**EXERCISE PROMPT**
Reproduce all the items below, switching "put one marker" to "place a single point" wherever it occurs and leaving everything else unchanged.
=== DATA FOR THIS EXERCISE ===
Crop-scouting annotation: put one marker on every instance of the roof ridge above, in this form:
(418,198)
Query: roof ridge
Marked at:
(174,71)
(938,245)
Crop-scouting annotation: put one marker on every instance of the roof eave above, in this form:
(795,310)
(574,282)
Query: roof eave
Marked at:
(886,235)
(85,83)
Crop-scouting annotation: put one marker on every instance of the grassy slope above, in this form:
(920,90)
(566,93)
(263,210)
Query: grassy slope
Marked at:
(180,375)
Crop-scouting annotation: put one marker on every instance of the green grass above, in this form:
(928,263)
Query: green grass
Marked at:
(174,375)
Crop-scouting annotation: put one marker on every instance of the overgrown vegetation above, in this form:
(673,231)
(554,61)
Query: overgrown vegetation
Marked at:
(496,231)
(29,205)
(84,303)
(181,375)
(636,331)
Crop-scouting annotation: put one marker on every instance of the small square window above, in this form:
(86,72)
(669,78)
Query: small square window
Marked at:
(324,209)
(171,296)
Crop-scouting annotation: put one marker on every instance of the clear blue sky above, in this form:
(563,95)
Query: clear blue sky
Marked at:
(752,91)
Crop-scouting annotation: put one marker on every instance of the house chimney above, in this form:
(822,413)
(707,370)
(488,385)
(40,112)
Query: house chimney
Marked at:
===
**SOLUTION FOR THIS EXERCISE**
Crop-scouting annotation: place a single point on every instance of the roof ridge above, in this form:
(418,198)
Query: roof ridge
Marked at:
(174,71)
(938,245)
Crop-scouting annotation: place a single point on every instance of the roof eave above, in this form:
(795,310)
(574,282)
Query: roof eave
Marked at:
(886,235)
(85,83)
Crop-scouting annotation: place a single point on every instance of the grassy slope above, in this form:
(920,90)
(566,93)
(263,210)
Query: grassy slope
Marked at:
(180,375)
Crop-scouting annotation: place a single point on every instance of the green grass above, in this form:
(928,263)
Query: green grass
Marked at:
(174,375)
Crop-scouting annotation: place a single point on every instance of the overgrown vegetation above, in this form:
(673,231)
(554,61)
Query: overgrown vegetation
Marked at:
(496,231)
(29,205)
(84,303)
(181,375)
(636,331)
Crop-scouting annotation: place a single point on every instance of the small square window above, in this form:
(86,72)
(669,78)
Query: small square window
Marked at:
(324,209)
(171,296)
Crop-scouting annotation: place a single point on every instance of the clear blue sky above, in this form:
(563,95)
Query: clear blue sky
Marked at:
(752,91)
Crop-scouting annotation: place a single point on every instance of the house chimney above, in this form:
(822,413)
(707,370)
(488,385)
(40,112)
Query: house chimney
Marked at:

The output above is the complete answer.